### TASK INSTRUCTIONS
For each of these statements, answer yes or no according to the report on the TTIP debate, and quote the words from the report that decide it: 1. Both debaters agreed TTIP should not be set in stone once signed. 2. Dr. Michael Shank spoke in favor of the agreement. 3. Professor Daniel Hamilton moderated the panel.

### PROVIDED TEXT
++++++++

ATLANTIC 05/09/14
By Neil Thompson

The Friedrich-Ebert Foundation invited two opposing speakers to debate the merits of TTIP. An important point to come out of the argument was both agreed it should not be set in stone once signed. It is meant to be a living document, subject to a regulatory council, something loosely akin to the US constitution and it’s Supreme Court. Businesses may not be able to shelter indefinitely behind Investor-State-Dispute-Settlement (ISDS) tribunals as some now fear; campaigns against them will simply switch forums.

Speaking in favor of the agreement was international trade expert Dr. Stormy-Annika Mildner, representing the concerns of the Federation of German Industries of which she is an executive board member. Dr. Michael Shank, associate director of the Friends Committee on National Legislation in Washington D.C., was the sceptic of the evening. The panel was ably moderated by Professor Daniel Hamilton, director of the Center for Transatlantic Relations at John Hopkins University.

++++++++

### LISTED ENTRIES
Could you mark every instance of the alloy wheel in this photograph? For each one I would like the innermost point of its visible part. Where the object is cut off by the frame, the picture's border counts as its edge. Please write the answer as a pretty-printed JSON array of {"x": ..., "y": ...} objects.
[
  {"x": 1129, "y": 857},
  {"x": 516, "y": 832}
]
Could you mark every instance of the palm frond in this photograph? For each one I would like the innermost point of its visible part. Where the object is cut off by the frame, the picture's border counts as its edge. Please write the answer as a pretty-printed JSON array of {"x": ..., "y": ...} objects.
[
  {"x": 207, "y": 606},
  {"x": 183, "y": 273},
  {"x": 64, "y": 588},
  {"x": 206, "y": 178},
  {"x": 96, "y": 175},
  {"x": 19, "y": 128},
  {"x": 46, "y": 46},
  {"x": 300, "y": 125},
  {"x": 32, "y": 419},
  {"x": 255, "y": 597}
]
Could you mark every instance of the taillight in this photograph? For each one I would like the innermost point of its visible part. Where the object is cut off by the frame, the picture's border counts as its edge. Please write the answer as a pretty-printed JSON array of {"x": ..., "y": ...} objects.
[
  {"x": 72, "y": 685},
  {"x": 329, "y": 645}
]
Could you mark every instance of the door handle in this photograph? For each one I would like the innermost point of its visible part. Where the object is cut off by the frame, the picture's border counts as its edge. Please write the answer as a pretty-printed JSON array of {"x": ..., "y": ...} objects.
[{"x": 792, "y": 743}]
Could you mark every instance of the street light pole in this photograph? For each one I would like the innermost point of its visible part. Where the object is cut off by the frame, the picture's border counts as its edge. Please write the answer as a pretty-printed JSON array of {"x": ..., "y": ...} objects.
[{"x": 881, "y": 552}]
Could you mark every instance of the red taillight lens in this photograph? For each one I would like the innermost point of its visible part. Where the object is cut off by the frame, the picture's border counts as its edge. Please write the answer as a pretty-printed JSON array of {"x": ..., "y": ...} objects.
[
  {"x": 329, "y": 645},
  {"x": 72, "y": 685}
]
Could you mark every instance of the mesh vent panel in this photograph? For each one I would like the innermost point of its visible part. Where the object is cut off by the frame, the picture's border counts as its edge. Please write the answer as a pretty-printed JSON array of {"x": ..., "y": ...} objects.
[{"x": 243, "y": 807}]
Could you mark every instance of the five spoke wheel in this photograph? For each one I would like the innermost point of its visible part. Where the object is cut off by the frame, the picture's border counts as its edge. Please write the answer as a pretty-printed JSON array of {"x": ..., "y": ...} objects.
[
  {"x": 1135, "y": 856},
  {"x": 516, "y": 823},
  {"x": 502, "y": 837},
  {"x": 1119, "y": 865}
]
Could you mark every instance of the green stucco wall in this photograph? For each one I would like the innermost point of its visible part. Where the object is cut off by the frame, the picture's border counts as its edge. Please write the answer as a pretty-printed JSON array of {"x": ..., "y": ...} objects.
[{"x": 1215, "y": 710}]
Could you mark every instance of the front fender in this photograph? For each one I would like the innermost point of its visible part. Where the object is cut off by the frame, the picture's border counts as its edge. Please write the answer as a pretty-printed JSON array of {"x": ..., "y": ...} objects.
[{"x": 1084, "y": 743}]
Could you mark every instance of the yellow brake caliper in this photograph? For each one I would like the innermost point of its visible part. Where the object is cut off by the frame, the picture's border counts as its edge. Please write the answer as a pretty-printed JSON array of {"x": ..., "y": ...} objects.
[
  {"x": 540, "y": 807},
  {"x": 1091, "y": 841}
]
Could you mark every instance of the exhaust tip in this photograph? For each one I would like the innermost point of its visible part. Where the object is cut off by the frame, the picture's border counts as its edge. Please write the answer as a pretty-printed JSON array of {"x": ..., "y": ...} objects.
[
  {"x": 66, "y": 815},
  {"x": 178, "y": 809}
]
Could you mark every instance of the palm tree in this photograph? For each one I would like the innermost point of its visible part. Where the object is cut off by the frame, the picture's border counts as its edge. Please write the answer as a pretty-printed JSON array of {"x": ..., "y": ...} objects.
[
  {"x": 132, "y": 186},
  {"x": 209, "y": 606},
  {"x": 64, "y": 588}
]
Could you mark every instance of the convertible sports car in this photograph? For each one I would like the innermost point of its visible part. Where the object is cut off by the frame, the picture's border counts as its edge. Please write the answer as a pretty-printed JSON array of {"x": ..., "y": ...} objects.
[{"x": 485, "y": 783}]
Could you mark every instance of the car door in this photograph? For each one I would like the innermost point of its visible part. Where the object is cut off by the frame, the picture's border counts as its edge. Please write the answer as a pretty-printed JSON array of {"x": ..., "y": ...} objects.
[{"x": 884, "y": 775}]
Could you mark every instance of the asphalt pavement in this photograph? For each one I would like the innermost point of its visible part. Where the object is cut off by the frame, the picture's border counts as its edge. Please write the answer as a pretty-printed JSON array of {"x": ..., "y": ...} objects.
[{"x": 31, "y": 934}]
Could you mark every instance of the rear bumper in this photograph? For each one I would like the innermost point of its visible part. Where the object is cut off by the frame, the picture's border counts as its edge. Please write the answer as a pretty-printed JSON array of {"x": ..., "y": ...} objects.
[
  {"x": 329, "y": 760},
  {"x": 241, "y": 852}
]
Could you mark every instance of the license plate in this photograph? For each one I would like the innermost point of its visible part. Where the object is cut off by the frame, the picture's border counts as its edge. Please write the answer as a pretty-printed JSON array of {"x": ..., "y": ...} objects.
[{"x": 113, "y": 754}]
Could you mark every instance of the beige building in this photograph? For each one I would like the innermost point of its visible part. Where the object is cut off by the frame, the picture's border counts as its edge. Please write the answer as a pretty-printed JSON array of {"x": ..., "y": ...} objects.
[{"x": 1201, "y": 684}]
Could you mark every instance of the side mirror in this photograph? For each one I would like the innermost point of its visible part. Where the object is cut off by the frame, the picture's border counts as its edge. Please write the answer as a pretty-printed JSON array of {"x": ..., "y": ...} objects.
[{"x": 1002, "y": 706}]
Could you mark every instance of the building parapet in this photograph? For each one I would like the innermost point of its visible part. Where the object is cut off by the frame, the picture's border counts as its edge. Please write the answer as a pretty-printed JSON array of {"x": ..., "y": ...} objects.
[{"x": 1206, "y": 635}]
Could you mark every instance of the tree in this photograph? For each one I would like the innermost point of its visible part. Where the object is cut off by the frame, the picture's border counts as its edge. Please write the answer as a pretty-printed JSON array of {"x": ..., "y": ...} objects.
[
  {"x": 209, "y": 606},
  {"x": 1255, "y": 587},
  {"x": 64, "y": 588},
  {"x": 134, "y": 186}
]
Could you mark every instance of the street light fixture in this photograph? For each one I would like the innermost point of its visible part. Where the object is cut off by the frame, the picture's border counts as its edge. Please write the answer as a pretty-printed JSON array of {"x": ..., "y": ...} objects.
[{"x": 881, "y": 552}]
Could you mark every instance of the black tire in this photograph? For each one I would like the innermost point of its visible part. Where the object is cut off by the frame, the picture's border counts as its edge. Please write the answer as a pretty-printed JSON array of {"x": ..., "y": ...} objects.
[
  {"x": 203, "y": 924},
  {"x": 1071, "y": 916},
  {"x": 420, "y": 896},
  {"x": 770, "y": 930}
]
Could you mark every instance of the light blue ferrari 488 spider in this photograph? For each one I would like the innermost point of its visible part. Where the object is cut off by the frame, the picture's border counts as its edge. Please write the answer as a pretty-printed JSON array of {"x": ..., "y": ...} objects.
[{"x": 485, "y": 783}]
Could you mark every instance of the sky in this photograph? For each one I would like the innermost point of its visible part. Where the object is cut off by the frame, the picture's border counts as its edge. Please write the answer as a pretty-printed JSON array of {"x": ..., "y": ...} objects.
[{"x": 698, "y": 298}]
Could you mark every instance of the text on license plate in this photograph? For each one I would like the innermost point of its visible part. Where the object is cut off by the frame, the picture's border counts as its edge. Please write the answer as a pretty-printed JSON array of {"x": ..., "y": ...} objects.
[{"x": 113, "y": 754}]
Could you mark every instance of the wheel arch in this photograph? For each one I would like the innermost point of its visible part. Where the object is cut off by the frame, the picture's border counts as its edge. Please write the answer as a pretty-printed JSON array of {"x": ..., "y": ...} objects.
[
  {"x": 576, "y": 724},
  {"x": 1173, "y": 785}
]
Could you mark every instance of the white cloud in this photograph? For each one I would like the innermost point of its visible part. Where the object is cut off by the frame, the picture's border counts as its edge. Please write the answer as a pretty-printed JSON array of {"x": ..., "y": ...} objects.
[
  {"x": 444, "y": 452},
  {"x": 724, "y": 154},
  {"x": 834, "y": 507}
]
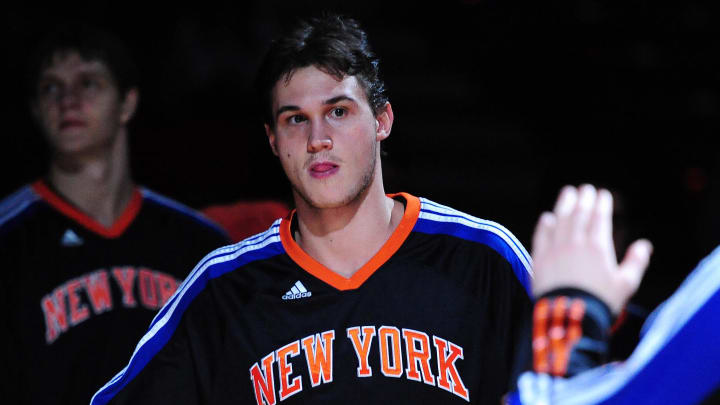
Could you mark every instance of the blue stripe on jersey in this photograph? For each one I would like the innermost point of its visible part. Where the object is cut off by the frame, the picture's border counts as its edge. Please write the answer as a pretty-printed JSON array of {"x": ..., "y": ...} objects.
[
  {"x": 215, "y": 254},
  {"x": 215, "y": 264},
  {"x": 676, "y": 362},
  {"x": 16, "y": 203},
  {"x": 438, "y": 219},
  {"x": 170, "y": 203}
]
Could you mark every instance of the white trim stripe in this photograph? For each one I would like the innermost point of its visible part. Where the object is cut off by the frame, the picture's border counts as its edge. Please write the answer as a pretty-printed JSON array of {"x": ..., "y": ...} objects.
[
  {"x": 440, "y": 213},
  {"x": 218, "y": 256},
  {"x": 226, "y": 250},
  {"x": 16, "y": 203}
]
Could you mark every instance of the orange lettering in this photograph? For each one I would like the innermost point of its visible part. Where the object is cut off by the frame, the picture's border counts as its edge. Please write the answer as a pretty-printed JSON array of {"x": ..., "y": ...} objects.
[
  {"x": 98, "y": 290},
  {"x": 263, "y": 381},
  {"x": 78, "y": 312},
  {"x": 53, "y": 306},
  {"x": 362, "y": 347},
  {"x": 418, "y": 356},
  {"x": 148, "y": 292},
  {"x": 319, "y": 356},
  {"x": 125, "y": 276},
  {"x": 448, "y": 376},
  {"x": 285, "y": 369},
  {"x": 392, "y": 333}
]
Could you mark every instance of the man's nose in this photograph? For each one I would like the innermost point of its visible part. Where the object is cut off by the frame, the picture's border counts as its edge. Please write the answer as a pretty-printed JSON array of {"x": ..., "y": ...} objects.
[{"x": 320, "y": 138}]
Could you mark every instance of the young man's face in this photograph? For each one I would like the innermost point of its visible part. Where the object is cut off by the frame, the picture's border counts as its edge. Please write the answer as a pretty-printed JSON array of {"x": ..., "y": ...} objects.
[
  {"x": 326, "y": 136},
  {"x": 78, "y": 105}
]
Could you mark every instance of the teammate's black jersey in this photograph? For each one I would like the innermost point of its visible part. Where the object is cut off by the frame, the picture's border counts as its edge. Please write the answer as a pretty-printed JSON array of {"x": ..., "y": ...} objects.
[
  {"x": 78, "y": 295},
  {"x": 431, "y": 318}
]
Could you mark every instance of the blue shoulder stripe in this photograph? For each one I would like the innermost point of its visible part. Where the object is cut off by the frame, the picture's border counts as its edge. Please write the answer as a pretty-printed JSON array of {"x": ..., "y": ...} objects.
[
  {"x": 439, "y": 219},
  {"x": 172, "y": 204},
  {"x": 215, "y": 264},
  {"x": 16, "y": 203},
  {"x": 676, "y": 361},
  {"x": 256, "y": 240}
]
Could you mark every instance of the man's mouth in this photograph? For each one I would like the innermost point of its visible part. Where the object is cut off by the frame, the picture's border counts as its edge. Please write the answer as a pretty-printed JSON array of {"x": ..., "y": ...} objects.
[
  {"x": 322, "y": 170},
  {"x": 70, "y": 123}
]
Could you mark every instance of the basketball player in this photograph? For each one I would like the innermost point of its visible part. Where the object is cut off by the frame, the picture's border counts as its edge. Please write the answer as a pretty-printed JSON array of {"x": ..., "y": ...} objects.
[
  {"x": 581, "y": 288},
  {"x": 357, "y": 296},
  {"x": 87, "y": 256}
]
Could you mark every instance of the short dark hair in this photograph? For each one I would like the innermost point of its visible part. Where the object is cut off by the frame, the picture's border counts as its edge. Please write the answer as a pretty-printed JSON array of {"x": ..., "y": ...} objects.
[
  {"x": 334, "y": 44},
  {"x": 92, "y": 44}
]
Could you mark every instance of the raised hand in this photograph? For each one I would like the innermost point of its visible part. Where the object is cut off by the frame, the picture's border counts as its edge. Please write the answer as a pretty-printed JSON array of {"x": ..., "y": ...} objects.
[{"x": 573, "y": 247}]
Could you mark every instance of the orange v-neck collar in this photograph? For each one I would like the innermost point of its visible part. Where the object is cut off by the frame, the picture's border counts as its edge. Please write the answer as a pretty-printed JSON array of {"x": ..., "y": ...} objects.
[
  {"x": 317, "y": 269},
  {"x": 67, "y": 209}
]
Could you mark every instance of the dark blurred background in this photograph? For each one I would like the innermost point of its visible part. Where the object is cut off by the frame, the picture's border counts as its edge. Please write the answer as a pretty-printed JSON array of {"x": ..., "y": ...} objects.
[{"x": 497, "y": 105}]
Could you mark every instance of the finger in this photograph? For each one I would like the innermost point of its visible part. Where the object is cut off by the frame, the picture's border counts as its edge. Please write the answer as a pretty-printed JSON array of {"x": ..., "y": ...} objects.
[
  {"x": 634, "y": 265},
  {"x": 543, "y": 233},
  {"x": 566, "y": 201},
  {"x": 600, "y": 226},
  {"x": 581, "y": 214},
  {"x": 564, "y": 207}
]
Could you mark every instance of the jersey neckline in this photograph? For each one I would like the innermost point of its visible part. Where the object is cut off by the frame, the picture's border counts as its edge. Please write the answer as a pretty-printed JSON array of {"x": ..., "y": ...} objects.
[
  {"x": 70, "y": 211},
  {"x": 320, "y": 271}
]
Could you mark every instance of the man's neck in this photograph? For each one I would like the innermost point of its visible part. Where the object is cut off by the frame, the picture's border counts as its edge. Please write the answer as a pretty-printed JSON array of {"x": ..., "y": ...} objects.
[
  {"x": 345, "y": 238},
  {"x": 99, "y": 184}
]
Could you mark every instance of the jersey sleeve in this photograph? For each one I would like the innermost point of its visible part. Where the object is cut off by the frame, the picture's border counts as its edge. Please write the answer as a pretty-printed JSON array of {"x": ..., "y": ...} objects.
[
  {"x": 677, "y": 360},
  {"x": 169, "y": 377}
]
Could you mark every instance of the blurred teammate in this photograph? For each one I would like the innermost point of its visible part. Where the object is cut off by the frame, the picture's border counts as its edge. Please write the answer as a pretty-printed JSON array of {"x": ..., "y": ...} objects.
[
  {"x": 357, "y": 296},
  {"x": 87, "y": 256},
  {"x": 581, "y": 287}
]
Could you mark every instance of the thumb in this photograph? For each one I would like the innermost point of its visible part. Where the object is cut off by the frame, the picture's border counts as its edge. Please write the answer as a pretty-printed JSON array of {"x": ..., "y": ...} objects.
[{"x": 634, "y": 265}]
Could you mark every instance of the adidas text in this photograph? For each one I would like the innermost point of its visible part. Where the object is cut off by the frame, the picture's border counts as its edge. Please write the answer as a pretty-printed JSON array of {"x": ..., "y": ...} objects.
[{"x": 290, "y": 296}]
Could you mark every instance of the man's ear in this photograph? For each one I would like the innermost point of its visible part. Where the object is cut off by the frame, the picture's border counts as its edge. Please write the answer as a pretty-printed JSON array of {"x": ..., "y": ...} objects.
[
  {"x": 383, "y": 122},
  {"x": 271, "y": 138},
  {"x": 129, "y": 105}
]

++++++++

### EXPECTED ANSWER
1. Yes: "both agreed it should not be set in stone once signed"
2. No: "Dr. Michael Shank, associate director of the Friends Committee on National Legislation in Washington D.C., was the sceptic of the evening"
3. Yes: "The panel was ably moderated by Professor Daniel Hamilton"